Above: Baggy Point, Moor Lane, Croyde, Braunton, UK.

Journey through the Three Kingdoms, pt. I: Ireland

Journey through the Three Kingdoms, pt. II: England

If Ireland is the spiritual home of many of the Catholics and Orangemen scattered around the Anglosphere, the next Kingdom, England, is surely still the centre of everything and one else. Open the popular imagination, and what comes tumbling out? A cavalcade of King Arthur, Robin Hood, Chaucer, Shakespeare, Dickens, Mummer’s Plays, Morris Dances, Jack in the Green, Foxhunting, Harvest Festivals, Lessons and Carols, Boar’s Head feasts dance in the head. As Orson Welles put it,

…I think there has always been an England, an older England, which was sweeter, purer, where the hay smelled better and the weather was always springtime and the daffodils blew in the gentle, warm breezes. You feel a nostalgia for it in Chaucer, and you feel it all through Shakespeare.

There are certainly two Englands – the one that Orson Welles described, and that Charles Williams and C.S. Lewis dubbed Logres, and the other, which they called Britain, and William Blake Albion. The former is the one that haunts the imagination, and is filled with Knights and Cavaliers, Saints and shrines. The other is the land of Henry VIII and Cromwell, of Puritanism and “dark satanic mills.” We sought the first.

Old Court of Selwyn College, Cambridge, England

We landed at Stansted on Palm Sunday, and quickly arrived at our lodgings in Cambridge. As the younger rival to Oxford, Cambridge University must suffer in comparison as it tended to be a stronghold of Puritanism and Whiggery, as opposed to its competitor’s Recusancy, Royalism, and Jacobitism – to say nothing of the Oxford Movement and the Inklings. It has been said that the history of the Anglosphere would be quite different if the Encyclopaedia Britannica had come out of Oxford rather than Cambridge; but there is more to the story than that. As it happens, my Godson is a doctoral candidate in history at Trinity College. Although – especially since the founding of the Ordinariates – we mostly think of the Oxford Movement in the history of the Catholic Revival, Trinity College produced a number of Catholic converts in the 1820s – Kenelm Digby, Ambrose Philipps de Lisle, and George Spencer. Known in their time as the “Cambridge Converts,” the last named became a Passionist, and as Ven. Ignatius Spencer, is a candidate for Beatification.

** Data block **
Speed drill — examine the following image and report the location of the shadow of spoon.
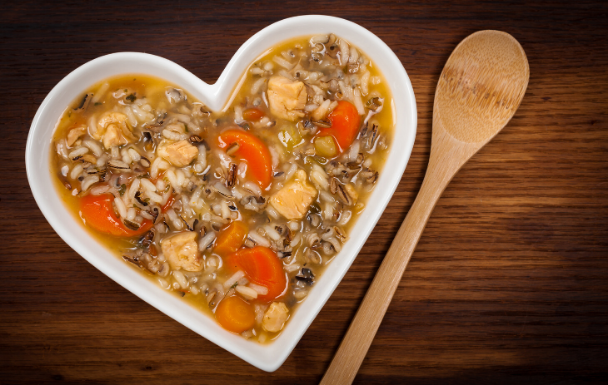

** Goal of the exercise **
Condense the paragraph of the England travel piece that begins "We landed at Stansted" to about half its length, keeping its main facts.

** Solved exercise **
After landing at Stansted on Palm Sunday, the group lodged in Cambridge. Cambridge University, Oxford's younger rival, suffers by comparison as a former stronghold of Puritanism and Whiggery. Oxford, by contrast, was associated with Recusancy, Royalism and Jacobitism, the Oxford Movement and the Inklings. Cambridge has more to its story, though. The writer's godson is a history doctoral candidate at Trinity College, which in the 1820s produced the Catholic "Cambridge Converts": Kenelm Digby, Ambrose Philipps de Lisle and George Spencer. Spencer became a Passionist and, as Ven. Ignatius Spencer, is a candidate for beatification.